Task material:
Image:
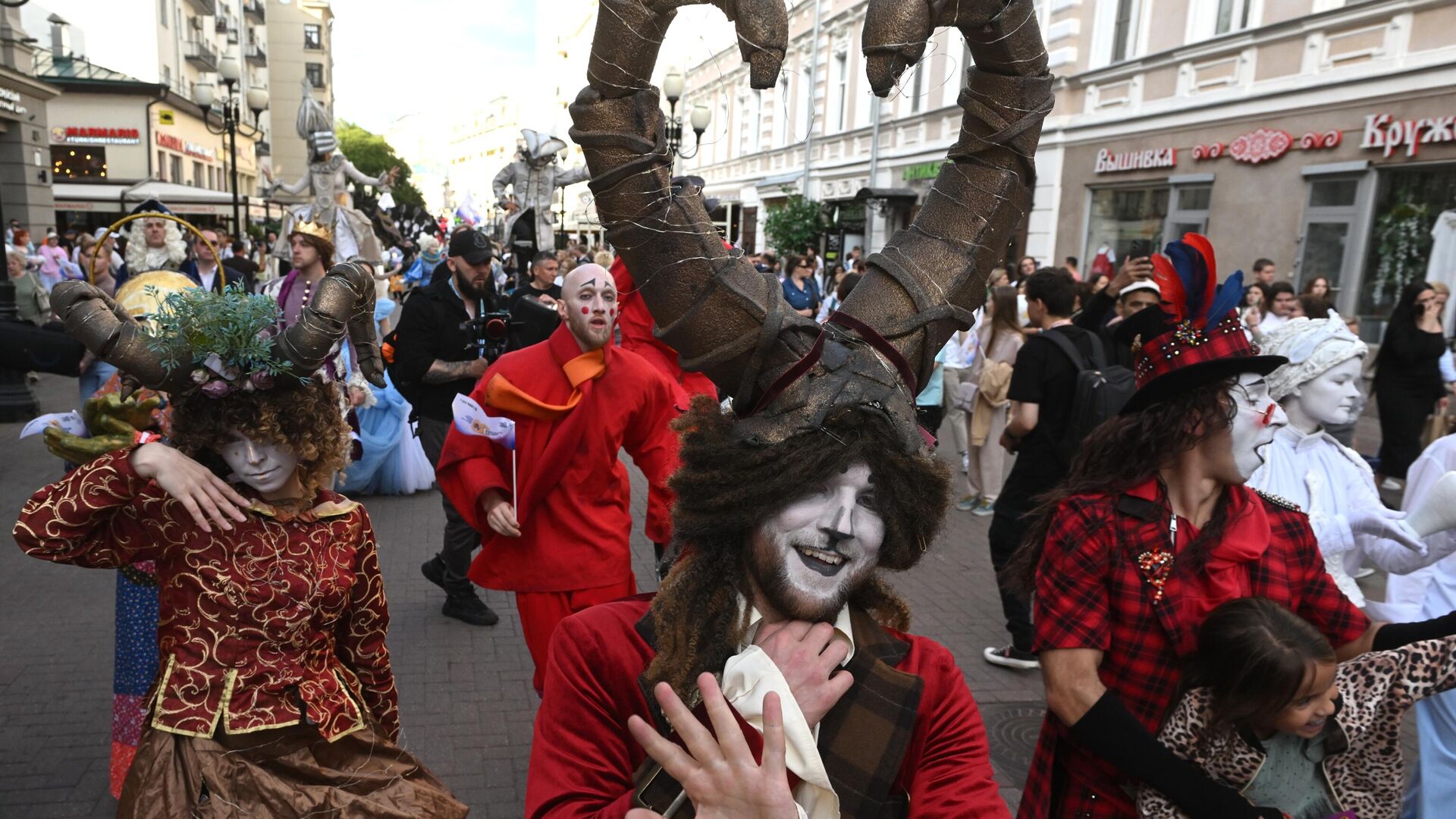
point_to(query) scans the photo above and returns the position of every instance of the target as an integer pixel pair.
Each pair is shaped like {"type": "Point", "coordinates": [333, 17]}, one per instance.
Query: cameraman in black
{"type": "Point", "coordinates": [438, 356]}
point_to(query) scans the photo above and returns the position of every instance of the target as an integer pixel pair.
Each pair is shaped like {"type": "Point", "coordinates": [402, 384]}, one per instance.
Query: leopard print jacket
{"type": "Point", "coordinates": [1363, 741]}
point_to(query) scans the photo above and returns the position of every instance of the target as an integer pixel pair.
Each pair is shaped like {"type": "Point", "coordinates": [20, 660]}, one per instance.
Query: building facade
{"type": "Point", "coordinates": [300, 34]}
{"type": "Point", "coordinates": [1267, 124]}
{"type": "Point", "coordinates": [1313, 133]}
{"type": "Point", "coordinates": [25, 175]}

Given instruction: Turn every line of the rows above into a JSON list of strings, one string per line, with blank lines dropped. Leave the pictures out.

Task solution:
[
  "Image:",
  "point_to(query) scans the photo above and returns the position of every instance of the target as an integer pixel pair.",
  "Each pair is shaped like {\"type\": \"Point\", \"coordinates\": [333, 17]}, one per instance.",
  "Query: cameraman in black",
  "{\"type\": \"Point\", \"coordinates\": [438, 356]}",
  "point_to(query) scans the photo above and returns the position of every instance of the target as an integer pixel pair.",
  "Each pair is shaped like {\"type\": \"Point\", \"coordinates\": [402, 384]}, one per instance.",
  "Query: leopard print jacket",
  "{\"type\": \"Point\", \"coordinates\": [1363, 741]}",
  "point_to(query) scans the photo above and returns the position of every instance of the target as an integer pixel pair.",
  "Each pair is shaped like {\"type\": \"Point\", \"coordinates\": [20, 660]}, one per instance.",
  "Query: building facade",
  "{\"type\": \"Point\", \"coordinates\": [300, 34]}",
  "{\"type\": \"Point\", \"coordinates\": [1267, 124]}",
  "{\"type\": \"Point\", \"coordinates\": [1313, 133]}",
  "{\"type\": \"Point\", \"coordinates\": [25, 175]}"
]